**DIRECTIVE**
Render all of the following records as a two-column CSV with the header input,output, one row per record. Put each record's text in input and its answer in output, with each field in double quotes and every line break replaced by a space.

**Segmentation labeling records**
|---|
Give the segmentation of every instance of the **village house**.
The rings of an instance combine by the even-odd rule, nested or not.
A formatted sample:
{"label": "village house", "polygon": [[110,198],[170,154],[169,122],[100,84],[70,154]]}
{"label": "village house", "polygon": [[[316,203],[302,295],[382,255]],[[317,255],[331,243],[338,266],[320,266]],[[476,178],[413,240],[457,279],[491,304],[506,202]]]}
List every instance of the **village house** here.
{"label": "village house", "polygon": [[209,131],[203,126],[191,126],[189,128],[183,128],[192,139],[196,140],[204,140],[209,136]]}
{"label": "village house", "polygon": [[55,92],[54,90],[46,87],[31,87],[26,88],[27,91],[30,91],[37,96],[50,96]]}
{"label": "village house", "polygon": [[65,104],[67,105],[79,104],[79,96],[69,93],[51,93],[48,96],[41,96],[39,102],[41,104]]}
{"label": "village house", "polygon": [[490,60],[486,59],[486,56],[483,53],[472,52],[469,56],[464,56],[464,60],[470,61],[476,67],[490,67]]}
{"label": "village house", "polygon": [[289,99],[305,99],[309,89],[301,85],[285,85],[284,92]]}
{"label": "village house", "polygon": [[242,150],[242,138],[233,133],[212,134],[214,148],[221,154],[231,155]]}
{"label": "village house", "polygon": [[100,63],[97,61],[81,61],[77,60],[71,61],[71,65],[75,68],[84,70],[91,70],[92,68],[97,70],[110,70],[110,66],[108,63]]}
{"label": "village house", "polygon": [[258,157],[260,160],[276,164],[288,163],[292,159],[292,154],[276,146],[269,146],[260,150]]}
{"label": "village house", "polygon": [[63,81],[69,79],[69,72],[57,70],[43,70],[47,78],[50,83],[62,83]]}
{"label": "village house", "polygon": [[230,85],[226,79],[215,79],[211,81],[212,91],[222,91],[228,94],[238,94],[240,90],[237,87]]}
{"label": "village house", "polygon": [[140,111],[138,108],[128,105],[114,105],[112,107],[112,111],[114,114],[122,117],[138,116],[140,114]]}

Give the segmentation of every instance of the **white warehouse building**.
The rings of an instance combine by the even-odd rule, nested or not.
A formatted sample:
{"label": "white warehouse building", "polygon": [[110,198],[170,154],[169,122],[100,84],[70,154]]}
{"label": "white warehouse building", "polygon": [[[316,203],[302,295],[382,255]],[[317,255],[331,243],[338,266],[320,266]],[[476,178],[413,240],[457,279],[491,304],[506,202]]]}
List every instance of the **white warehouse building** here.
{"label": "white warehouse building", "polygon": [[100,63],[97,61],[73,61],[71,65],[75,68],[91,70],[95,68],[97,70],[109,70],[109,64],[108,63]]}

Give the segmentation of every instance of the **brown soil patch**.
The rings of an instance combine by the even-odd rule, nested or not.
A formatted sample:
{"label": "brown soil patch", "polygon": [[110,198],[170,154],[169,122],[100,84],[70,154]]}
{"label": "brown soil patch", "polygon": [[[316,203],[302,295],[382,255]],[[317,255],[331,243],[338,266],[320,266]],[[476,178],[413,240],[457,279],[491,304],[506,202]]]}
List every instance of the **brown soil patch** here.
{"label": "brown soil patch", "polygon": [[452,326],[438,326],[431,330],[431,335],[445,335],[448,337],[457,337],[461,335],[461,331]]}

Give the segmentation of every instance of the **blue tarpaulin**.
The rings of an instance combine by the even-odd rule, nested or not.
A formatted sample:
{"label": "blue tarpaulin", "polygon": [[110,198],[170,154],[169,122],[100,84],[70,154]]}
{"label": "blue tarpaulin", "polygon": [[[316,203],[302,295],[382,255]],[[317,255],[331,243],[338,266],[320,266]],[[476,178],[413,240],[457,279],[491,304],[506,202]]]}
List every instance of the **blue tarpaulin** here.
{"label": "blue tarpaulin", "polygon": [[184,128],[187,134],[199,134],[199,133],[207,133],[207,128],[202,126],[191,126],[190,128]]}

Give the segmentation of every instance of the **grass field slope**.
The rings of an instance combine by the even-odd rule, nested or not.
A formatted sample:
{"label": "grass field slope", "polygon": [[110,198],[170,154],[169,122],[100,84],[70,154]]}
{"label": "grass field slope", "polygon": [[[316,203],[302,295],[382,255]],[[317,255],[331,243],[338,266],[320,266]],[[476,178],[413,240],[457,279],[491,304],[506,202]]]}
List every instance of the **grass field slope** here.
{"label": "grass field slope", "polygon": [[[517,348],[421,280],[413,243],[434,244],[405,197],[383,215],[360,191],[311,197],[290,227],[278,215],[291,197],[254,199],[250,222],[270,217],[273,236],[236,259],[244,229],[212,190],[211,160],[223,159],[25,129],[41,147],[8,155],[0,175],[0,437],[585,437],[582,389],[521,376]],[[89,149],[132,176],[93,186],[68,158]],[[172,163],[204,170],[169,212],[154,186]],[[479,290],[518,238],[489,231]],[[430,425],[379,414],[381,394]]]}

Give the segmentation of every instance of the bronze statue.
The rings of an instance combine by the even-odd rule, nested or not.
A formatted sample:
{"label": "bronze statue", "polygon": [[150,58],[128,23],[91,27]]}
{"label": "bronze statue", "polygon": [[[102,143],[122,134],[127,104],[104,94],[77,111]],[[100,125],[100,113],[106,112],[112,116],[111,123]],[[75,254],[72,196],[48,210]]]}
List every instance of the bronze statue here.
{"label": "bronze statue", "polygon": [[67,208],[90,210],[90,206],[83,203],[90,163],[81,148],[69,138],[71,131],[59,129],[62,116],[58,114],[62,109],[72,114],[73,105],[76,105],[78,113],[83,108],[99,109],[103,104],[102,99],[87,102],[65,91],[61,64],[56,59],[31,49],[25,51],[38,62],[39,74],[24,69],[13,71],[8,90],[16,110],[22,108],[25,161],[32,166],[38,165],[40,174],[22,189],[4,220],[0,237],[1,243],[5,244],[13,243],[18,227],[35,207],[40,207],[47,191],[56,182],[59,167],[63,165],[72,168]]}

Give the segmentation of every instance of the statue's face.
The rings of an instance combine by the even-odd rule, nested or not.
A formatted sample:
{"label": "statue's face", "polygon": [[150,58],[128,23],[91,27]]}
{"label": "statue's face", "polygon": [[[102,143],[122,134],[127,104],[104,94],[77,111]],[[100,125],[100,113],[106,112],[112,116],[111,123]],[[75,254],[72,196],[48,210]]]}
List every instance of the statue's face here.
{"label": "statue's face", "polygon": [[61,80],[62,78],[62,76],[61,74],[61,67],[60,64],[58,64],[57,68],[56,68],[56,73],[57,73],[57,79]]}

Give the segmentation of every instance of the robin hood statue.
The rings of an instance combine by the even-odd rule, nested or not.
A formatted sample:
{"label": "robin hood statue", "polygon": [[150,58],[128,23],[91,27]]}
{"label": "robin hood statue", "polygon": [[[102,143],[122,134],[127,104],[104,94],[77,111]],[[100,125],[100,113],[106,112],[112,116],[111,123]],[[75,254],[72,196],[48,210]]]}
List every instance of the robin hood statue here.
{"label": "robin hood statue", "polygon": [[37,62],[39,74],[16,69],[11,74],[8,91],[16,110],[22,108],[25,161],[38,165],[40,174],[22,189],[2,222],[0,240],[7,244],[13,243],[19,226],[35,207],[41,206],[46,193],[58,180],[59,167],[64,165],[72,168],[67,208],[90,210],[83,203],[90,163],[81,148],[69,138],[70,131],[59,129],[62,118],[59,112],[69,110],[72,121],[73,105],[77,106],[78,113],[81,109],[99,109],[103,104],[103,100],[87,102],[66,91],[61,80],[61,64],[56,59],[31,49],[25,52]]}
|---|
**THE ANSWER**
input,output
"Give the segmentation of every instance of the **village house**. The rings of an instance combine by the even-odd rule, nested or not. A formatted sample: {""label"": ""village house"", ""polygon"": [[110,198],[170,154],[169,122],[100,84],[70,154]]} {""label"": ""village house"", ""polygon"": [[[316,203],[302,295],[382,255]],[[317,255],[331,243],[338,266],[320,266]],[[476,178],[413,240],[457,279],[491,304],[506,202]]]} List every instance of the **village house** here.","{""label"": ""village house"", ""polygon"": [[209,131],[203,126],[191,126],[189,128],[183,128],[192,139],[196,140],[204,140],[209,136]]} {""label"": ""village house"", ""polygon"": [[55,92],[54,90],[46,87],[31,87],[26,88],[27,91],[30,91],[37,96],[50,96]]} {""label"": ""village house"", ""polygon"": [[65,104],[67,105],[79,104],[79,96],[69,93],[51,93],[48,96],[41,96],[39,102],[41,104]]} {""label"": ""village house"", ""polygon"": [[490,60],[486,59],[486,56],[483,53],[472,52],[469,56],[464,56],[464,60],[470,61],[476,67],[490,67]]} {""label"": ""village house"", ""polygon"": [[289,99],[305,99],[309,89],[301,85],[285,85],[284,92]]} {""label"": ""village house"", ""polygon"": [[242,150],[242,138],[233,133],[212,134],[214,148],[221,154],[231,155]]} {""label"": ""village house"", ""polygon"": [[100,63],[97,61],[81,61],[77,60],[71,61],[71,65],[75,68],[84,70],[91,70],[92,68],[97,70],[110,70],[110,66],[108,63]]} {""label"": ""village house"", ""polygon"": [[258,157],[260,160],[276,164],[288,163],[292,159],[292,154],[276,146],[269,146],[260,150]]} {""label"": ""village house"", ""polygon"": [[63,81],[69,79],[69,72],[57,70],[43,70],[47,78],[50,83],[62,83]]} {""label"": ""village house"", ""polygon"": [[230,85],[226,79],[215,79],[211,81],[212,91],[222,91],[228,94],[238,94],[240,90],[237,87]]} {""label"": ""village house"", ""polygon"": [[140,111],[138,108],[128,105],[114,105],[112,107],[112,111],[114,114],[122,117],[138,116],[140,114]]}"
"Give the segmentation of every instance of the **white warehouse building**. The rings of an instance combine by the even-odd rule, nested or not. A formatted sample: {""label"": ""white warehouse building"", ""polygon"": [[110,198],[170,154],[169,122],[100,84],[70,154]]} {""label"": ""white warehouse building"", ""polygon"": [[[316,203],[302,295],[382,255]],[[317,255],[331,243],[338,266],[320,266]],[[476,178],[413,240],[457,279],[491,304],[506,202]]]} List every instance of the **white warehouse building** here.","{""label"": ""white warehouse building"", ""polygon"": [[100,63],[97,61],[73,61],[71,65],[75,68],[91,70],[95,68],[97,70],[109,70],[109,64],[108,63]]}"
"Give the segmentation of every instance of the **brown soil patch**. The rings of an instance combine by the even-odd rule, nested or not. A formatted sample: {""label"": ""brown soil patch"", ""polygon"": [[110,198],[170,154],[169,122],[100,84],[70,154]]} {""label"": ""brown soil patch"", ""polygon"": [[[316,203],[302,295],[382,255]],[[317,255],[331,243],[338,266],[320,266]],[[476,178],[413,240],[457,279],[491,304],[506,202]]]} List every instance of the **brown soil patch** here.","{""label"": ""brown soil patch"", ""polygon"": [[452,326],[438,326],[431,330],[431,335],[445,335],[448,337],[457,337],[461,335],[461,331]]}"
"Give the segmentation of every instance of the **blue tarpaulin**. The rings of an instance combine by the even-odd rule, nested or not. A formatted sample: {""label"": ""blue tarpaulin"", ""polygon"": [[110,198],[170,154],[169,122],[100,84],[70,154]]} {""label"": ""blue tarpaulin"", ""polygon"": [[[316,203],[302,295],[382,255]],[[317,255],[331,243],[338,266],[320,266]],[[476,178],[413,240],[457,279],[491,304],[506,202]]]} List every instance of the **blue tarpaulin** here.","{""label"": ""blue tarpaulin"", ""polygon"": [[184,128],[187,134],[199,134],[199,133],[207,133],[207,128],[202,126],[191,126],[190,128]]}"
"Give the segmentation of every instance of the **grass field slope**. The rings of an instance combine by the even-odd rule, nested or not. A formatted sample: {""label"": ""grass field slope"", ""polygon"": [[110,198],[170,154],[169,122],[100,84],[70,154]]} {""label"": ""grass field slope"", ""polygon"": [[[316,203],[302,295],[382,255]],[[317,255],[331,243],[338,266],[320,266]],[[476,178],[413,240],[457,279],[491,304],[506,202]]]} List every instance of the **grass field slope** here.","{""label"": ""grass field slope"", ""polygon"": [[[517,348],[421,280],[413,243],[434,244],[405,197],[383,215],[360,191],[311,197],[290,227],[278,215],[291,197],[254,199],[250,222],[270,217],[273,236],[236,259],[244,229],[212,190],[211,160],[223,159],[25,129],[41,147],[8,155],[0,175],[0,437],[585,437],[582,389],[521,376]],[[89,149],[132,176],[93,186],[68,158]],[[172,163],[204,170],[169,212],[154,186]],[[479,290],[518,238],[489,231]],[[430,425],[379,414],[381,394]]]}"
"Give the segmentation of every instance of the bronze statue. The rings of an instance combine by the even-odd rule, nested or not. A formatted sample: {""label"": ""bronze statue"", ""polygon"": [[150,58],[128,23],[91,27]]} {""label"": ""bronze statue"", ""polygon"": [[[102,143],[122,134],[127,104],[104,94],[77,111]],[[100,125],[100,113],[106,112],[112,116],[111,123]],[[75,254],[72,196],[48,210]]]} List every instance of the bronze statue here.","{""label"": ""bronze statue"", ""polygon"": [[67,208],[90,210],[90,206],[83,203],[90,163],[81,148],[69,138],[71,131],[59,129],[62,116],[58,114],[62,109],[72,114],[73,105],[76,105],[78,113],[83,108],[99,109],[103,104],[102,99],[87,102],[65,91],[61,64],[56,59],[31,49],[25,51],[38,62],[39,74],[24,69],[13,71],[8,90],[16,110],[22,108],[25,161],[32,166],[38,165],[40,174],[22,189],[4,220],[0,237],[1,243],[5,244],[13,243],[18,227],[35,207],[40,207],[47,191],[56,182],[59,167],[63,165],[72,168]]}"
"Give the segmentation of every instance of the statue's face. The rings of an instance combine by the even-odd rule, nested or not. A formatted sample: {""label"": ""statue's face"", ""polygon"": [[150,58],[128,23],[91,27]]} {""label"": ""statue's face"", ""polygon"": [[[102,143],[122,134],[127,104],[104,94],[77,111]],[[100,125],[100,113],[106,112],[112,116],[111,123]],[[75,254],[72,196],[48,210]]]} List every instance of the statue's face here.","{""label"": ""statue's face"", ""polygon"": [[61,80],[62,78],[62,76],[61,74],[61,67],[60,64],[58,64],[57,68],[56,68],[56,73],[57,73],[57,79]]}"
"Give the segmentation of every instance of the robin hood statue. The rings of an instance combine by the even-odd rule, nested or not. A formatted sample: {""label"": ""robin hood statue"", ""polygon"": [[150,58],[128,23],[91,27]]} {""label"": ""robin hood statue"", ""polygon"": [[[102,143],[122,134],[127,104],[104,94],[77,111]],[[100,125],[100,113],[106,112],[112,116],[111,123]],[[75,254],[72,196],[48,210]]]} List every instance of the robin hood statue here.","{""label"": ""robin hood statue"", ""polygon"": [[37,62],[39,74],[16,69],[11,74],[8,91],[16,110],[22,108],[25,161],[38,165],[40,174],[22,189],[2,222],[0,240],[7,244],[13,243],[19,226],[35,207],[41,206],[46,193],[58,180],[59,167],[64,165],[72,168],[67,208],[90,210],[83,203],[90,163],[81,148],[69,138],[70,131],[59,129],[62,118],[59,112],[69,110],[72,121],[73,105],[77,106],[78,113],[81,109],[99,109],[103,104],[103,100],[87,102],[66,91],[61,80],[61,64],[56,59],[31,49],[25,52]]}"